[The task] Please set out all of the material below as a JSON list of strings, one string per line, omitting any blank lines.

[Stored records]

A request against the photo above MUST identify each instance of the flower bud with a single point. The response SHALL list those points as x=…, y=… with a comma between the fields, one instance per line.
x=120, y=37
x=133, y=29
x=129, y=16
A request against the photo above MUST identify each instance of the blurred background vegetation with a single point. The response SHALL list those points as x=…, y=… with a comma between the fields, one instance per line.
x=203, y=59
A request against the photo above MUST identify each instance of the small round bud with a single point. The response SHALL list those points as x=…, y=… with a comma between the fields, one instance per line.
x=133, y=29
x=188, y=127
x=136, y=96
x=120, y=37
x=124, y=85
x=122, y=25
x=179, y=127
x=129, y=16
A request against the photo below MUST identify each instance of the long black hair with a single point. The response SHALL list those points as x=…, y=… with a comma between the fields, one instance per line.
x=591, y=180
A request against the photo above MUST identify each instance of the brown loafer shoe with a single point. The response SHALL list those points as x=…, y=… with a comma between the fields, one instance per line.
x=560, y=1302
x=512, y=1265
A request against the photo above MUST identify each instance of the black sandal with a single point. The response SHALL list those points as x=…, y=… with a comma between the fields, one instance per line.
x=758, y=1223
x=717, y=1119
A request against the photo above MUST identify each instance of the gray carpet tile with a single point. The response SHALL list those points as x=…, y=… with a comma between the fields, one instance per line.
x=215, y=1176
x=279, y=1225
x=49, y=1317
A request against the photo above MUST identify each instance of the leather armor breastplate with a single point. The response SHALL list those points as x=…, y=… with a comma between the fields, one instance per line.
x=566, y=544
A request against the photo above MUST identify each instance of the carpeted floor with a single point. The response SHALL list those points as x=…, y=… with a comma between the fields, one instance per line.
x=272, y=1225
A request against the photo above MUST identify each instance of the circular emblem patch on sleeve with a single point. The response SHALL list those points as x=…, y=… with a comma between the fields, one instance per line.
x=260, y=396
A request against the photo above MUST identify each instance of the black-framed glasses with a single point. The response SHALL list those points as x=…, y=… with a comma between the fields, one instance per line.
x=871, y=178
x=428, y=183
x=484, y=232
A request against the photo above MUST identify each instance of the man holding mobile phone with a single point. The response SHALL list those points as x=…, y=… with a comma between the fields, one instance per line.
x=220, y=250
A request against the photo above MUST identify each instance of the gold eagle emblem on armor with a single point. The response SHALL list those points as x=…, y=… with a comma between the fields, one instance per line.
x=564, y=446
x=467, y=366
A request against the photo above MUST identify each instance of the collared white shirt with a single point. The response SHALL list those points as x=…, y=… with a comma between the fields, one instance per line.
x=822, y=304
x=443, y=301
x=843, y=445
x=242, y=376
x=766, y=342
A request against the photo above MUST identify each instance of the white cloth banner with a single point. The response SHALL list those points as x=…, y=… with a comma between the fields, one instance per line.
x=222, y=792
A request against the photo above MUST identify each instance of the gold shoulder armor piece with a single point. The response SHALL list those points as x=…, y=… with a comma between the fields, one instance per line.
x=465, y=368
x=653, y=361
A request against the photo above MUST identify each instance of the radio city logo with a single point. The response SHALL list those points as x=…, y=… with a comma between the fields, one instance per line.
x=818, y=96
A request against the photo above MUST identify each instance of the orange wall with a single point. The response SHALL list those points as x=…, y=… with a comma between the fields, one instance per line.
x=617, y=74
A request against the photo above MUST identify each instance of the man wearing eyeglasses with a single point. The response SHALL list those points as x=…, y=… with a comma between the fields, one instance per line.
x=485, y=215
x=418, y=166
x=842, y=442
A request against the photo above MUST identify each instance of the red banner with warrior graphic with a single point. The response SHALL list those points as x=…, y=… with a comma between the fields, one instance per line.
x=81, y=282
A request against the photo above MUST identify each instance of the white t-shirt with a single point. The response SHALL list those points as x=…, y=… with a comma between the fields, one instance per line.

[Expected answer]
[
  "A request against the photo above MUST identify each instance of the flower bud with a single point. The response SHALL list those points as x=…, y=… with a comma between the fields, one instance per line.",
  "x=120, y=37",
  "x=133, y=29",
  "x=129, y=16",
  "A request against the photo above MUST identify each instance of the blurred background vegetation with a single point. The response SHALL list those points as x=…, y=… with a comma between the fields, one instance per line.",
  "x=203, y=59",
  "A request against the photo above MUST identify each instance of the small round bud with a single point. The response SHALL list those points as x=…, y=… with a comma between the fields, one instance per line.",
  "x=133, y=29",
  "x=188, y=127",
  "x=136, y=96",
  "x=120, y=37",
  "x=124, y=85",
  "x=122, y=25",
  "x=179, y=127",
  "x=129, y=16",
  "A request against the photo below MUST identify each instance of the long black hair with a single point. The response SHALL list those points as x=…, y=… with a comma between the fields, one instance per line.",
  "x=591, y=180",
  "A request against the photo above MUST identify each instance of the brown loafer shoe with a single point. The response SHALL list those points as x=…, y=… with a comma between the fields, one instance per line.",
  "x=560, y=1302",
  "x=512, y=1265",
  "A request against the photo above MUST identify each instance of the black sandal with a single point. The response SHALL list those points as x=…, y=… with a comma between the fields, one instance per line.",
  "x=758, y=1223",
  "x=717, y=1119",
  "A request against the photo above MUST identify each instance of the gray carpet tile with a single point. The response SHALL list those points as x=…, y=… with a comma between the fields, one instance per line.",
  "x=215, y=1176",
  "x=279, y=1225",
  "x=49, y=1317",
  "A request against the photo above MUST identify each instance of the leather armor breastplate with a single point. The response SHALL list those points as x=…, y=… with a comma between the fields, one instance per line.",
  "x=566, y=544",
  "A request against the photo above MUST identify each instance of the carpeted floor with a single point. The response SHALL list those points as x=…, y=… with a comma between the fields, one instance per line.",
  "x=272, y=1225",
  "A request against the photo above MUST identify each instance of the circular emblem patch on sleeve with a single point. The response SHALL list those points as x=…, y=… with a comma between the fields, one instance per line.",
  "x=260, y=396",
  "A request against the photo above MUST identify each instance of the black-framed glasses with a single point. The response SHALL list those points as x=…, y=… with a comma between the fields, one instance per line.",
  "x=871, y=178",
  "x=428, y=183",
  "x=484, y=232",
  "A request against the photo above MUST identify each instance of the man holding mobile phone with a single point. The response SHALL list those points as x=…, y=… with a comma between the fields, one instance per line.",
  "x=220, y=250",
  "A request against the photo above MUST identify each instance of the gold eagle emblem on armor with a single point. The response SHALL list those points as x=…, y=… with a comma between the fields, one instance per line.",
  "x=564, y=446",
  "x=467, y=366",
  "A request against the photo above MUST identify each instance of the collared white shirt with a single point. The response SHALL list those points as x=…, y=… with a comma between the fields, one instance per line.",
  "x=822, y=304",
  "x=443, y=301",
  "x=843, y=445",
  "x=242, y=376",
  "x=766, y=342",
  "A request against the photo above MUST identify each instance of the white cloth banner with a single point. The response SHALL list those points as x=…, y=… with a comma between the fields, one instance per line.",
  "x=222, y=792",
  "A request against the photo above MUST identify each instance of the gold shoulder armor piece with a single point. The response SHALL list those points as x=…, y=… with a comma between the fields, one instance per line.",
  "x=465, y=368",
  "x=653, y=361",
  "A request against the photo above MUST identify each instance of the radio city logo with a single point. The response SHALL list those points as x=…, y=… with a comma between the fields, one instance per line.",
  "x=818, y=96",
  "A request against the photo above MUST identify each instance of the orange wall with a single point. The response SHALL list those points as x=…, y=… with a comma between the fields, one instance per line.",
  "x=617, y=74",
  "A request against the photo above MUST identify each instance of the man wearing eyeglasses with a single point. The response SHALL list those points as x=…, y=… with a comma between the fields, one instance per line.",
  "x=485, y=215",
  "x=418, y=166",
  "x=842, y=442",
  "A request against the photo above MUST identify each instance of the red banner with warrior graphic with a single point. The response SHALL list those points as x=…, y=… with a comma between the fields, one instance per line.",
  "x=81, y=282",
  "A request against the photo above MUST identify each instance of the white t-shirt with a single point. The response SHALL list those points as x=…, y=… with a comma between the fields, one instance per line."
]